INSTRUCTIONS:
- A) Can you reproduce the stretch of the Oracle multi-cloud blog post from "Oracle delivers the" through "containerized Oracle databases."?
- B) Which Azure services does the Oracle multi-cloud blog post say it will use for running containerized Oracle databases? List all of them.
- C) Can you write the next part of the blog post on running containerized Oracle databases on Azure, picking up right after its final heading?

PASSAGE GIVEN:
++++++++++++++++++++

Into the Multi-Cloud Part 1: The Oracle DB Operator for Kubernetes, Containerized Oracle Databases and Azure

Introduction

As architectures in the cloud continue to develop, multi-cloud solutions have become more common. Companies and teams may opt for a multi-cloud approach to avoid complete dependency on one cloud-provider. Going multi-cloud also gives you access to technologies one or another cloud provider may provide best.

Oracle’s partnership with Microsoft opens a door of possibilities enabling you to take advantage of the Oracle Database on Azure and more!

Oracle delivers the Oracle Database Operator for Kubernetes (a.k.a OraOperator), which extends the Kubernetes API to help automate the lifecycle management of either databases in the Oracle cloud, on-premises or containerized Oracle databases.

In other previous blogs, we have explored deploying containerized Oracle Databases using the Oracle Database Operator:

• Oracle Database Tools for DevOps and Development — explores various technologies like the operator besides the common tools that are available for developers who using Oracle Databases
• Database CI/CD with the Oracle DB Operator for Kubernetes, GitHub Actions and Liquibase — explores working with popular technologies incorporating the Oracle Database Operator in a CI/CD process

In this blog, our main focus and goal is to run containerized Oracle Databases on Azure and utilize Azure Kubernetes Service, Azure Files and Azure Disks.

Deploying to Azure Kubernetes Service (AKS)

++++++++++++++++++++

DATA PROVIDED:
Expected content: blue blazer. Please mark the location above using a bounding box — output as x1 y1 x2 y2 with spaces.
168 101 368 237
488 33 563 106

++++++++++++++++++++

ANSWERS PROVIDED:
- A)
Oracle delivers the Oracle Database Operator for Kubernetes (a.k.a OraOperator), which extends the Kubernetes API to help automate the lifecycle management of either databases in the Oracle cloud, on-premises or containerized Oracle databases.

- B) Azure Kubernetes Service, Azure Files, Azure Disks

- C)
To begin working with AKS and deploying the OraOperator in an AKS cluster, you need a working AKS cluster and access to it from either the Azure Cloud Shell or your local terminal. Follow the official Azure documentation for provisioning an AKS cluster and use the method that applies best for you.

To gain access to your cluster on Azure, you can find and follow the instructions on the Azure portal when viewing your cluster’s overview, by clicking on the button: Connect.

Accessing your AKS cluster on Azure Cloud Shell

On your Azure Cloud Shell, use the pre-installed Azure CLI and follow the provided terminal commands from the connect instructions, to set the current active subscription for your cluster.

az account set --subscription mySubscription        

Finally, to configure access to your AKS cluster, you can run the following command to download cluster credentials. Make sure you to replace the strings below with the proper resource-group and cluster name.

az aks get-credentials --resource-group myResourceGroup --name myCluster --overwrite-existing        

Installing a pre-requisite of the OraOperator: cert-manager

Before you install the OraOperator, it is required to install cert-manager. Cert-manager generates TLS certificates that are required by the operator’s webhooks. To install, run the following command:

kubectl apply -f https://github.com/cert-manager/cert-manager/releases/download/v1.14.4/cert-manager.yaml        

The above command creates the cert-manager namespace among others, make sure all pods are Running before installing the operator.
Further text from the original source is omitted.